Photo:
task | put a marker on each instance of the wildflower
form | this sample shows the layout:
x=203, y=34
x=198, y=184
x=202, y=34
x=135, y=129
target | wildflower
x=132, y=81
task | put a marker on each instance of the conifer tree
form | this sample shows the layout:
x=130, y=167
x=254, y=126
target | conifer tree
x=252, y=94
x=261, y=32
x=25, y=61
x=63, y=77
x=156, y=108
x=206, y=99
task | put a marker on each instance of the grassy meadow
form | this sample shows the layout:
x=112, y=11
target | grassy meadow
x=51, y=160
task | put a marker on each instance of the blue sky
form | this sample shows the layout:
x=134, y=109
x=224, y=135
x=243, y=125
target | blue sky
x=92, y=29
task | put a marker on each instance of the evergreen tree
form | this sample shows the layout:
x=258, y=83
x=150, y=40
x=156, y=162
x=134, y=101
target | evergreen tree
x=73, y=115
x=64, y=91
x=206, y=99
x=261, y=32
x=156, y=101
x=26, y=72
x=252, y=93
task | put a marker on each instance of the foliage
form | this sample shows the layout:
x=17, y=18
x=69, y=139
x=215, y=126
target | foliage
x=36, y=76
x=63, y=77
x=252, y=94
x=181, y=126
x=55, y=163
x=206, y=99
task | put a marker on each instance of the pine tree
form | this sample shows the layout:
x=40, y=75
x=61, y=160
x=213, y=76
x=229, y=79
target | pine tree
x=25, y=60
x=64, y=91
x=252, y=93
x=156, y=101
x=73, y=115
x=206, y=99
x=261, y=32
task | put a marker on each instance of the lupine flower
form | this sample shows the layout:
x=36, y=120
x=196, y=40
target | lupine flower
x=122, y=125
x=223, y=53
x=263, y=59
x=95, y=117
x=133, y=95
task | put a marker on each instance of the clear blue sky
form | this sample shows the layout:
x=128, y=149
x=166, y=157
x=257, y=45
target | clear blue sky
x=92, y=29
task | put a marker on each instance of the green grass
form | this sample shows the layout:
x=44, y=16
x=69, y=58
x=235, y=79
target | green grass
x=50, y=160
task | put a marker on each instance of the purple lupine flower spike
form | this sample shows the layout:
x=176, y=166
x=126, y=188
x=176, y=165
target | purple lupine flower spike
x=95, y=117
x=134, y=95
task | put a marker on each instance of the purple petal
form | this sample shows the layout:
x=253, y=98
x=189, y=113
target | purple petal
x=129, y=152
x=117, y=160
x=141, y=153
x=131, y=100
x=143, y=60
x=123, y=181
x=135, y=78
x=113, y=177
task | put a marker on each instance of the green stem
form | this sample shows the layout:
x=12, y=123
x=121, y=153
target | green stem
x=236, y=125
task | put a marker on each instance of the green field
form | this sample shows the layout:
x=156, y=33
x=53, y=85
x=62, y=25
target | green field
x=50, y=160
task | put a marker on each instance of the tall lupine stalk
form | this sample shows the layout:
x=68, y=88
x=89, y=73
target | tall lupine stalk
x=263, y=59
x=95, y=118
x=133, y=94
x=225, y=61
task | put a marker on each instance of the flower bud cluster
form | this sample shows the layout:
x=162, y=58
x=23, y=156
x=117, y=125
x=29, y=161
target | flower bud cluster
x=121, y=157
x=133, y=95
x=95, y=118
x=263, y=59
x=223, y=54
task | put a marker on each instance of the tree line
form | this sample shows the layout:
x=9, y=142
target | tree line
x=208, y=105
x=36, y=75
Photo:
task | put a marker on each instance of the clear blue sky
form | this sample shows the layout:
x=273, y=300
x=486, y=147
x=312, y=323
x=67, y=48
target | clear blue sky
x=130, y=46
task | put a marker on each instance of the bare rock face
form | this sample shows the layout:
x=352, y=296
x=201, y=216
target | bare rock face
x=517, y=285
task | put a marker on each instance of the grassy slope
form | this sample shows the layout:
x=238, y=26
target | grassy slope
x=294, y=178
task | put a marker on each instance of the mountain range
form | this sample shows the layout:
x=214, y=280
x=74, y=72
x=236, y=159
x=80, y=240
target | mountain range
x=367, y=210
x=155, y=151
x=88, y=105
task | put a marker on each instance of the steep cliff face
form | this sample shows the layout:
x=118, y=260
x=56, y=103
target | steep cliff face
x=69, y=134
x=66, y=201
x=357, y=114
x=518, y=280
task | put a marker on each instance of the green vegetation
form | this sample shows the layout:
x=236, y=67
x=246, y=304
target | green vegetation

****************************************

Quote the material verbatim, everything from the line containing "task | put a marker on each instance of the mountain" down to the line containing "x=518, y=280", including both of those lines.

task | put a marker on each instance of the mountain range
form | this sample shows the layout:
x=214, y=280
x=74, y=72
x=236, y=159
x=80, y=240
target | mountain range
x=367, y=210
x=155, y=151
x=88, y=105
task | put a marker on each instance of the steep cliff face
form | this sample shows the layout:
x=118, y=260
x=56, y=103
target | steep cliff face
x=69, y=134
x=66, y=201
x=357, y=114
x=518, y=280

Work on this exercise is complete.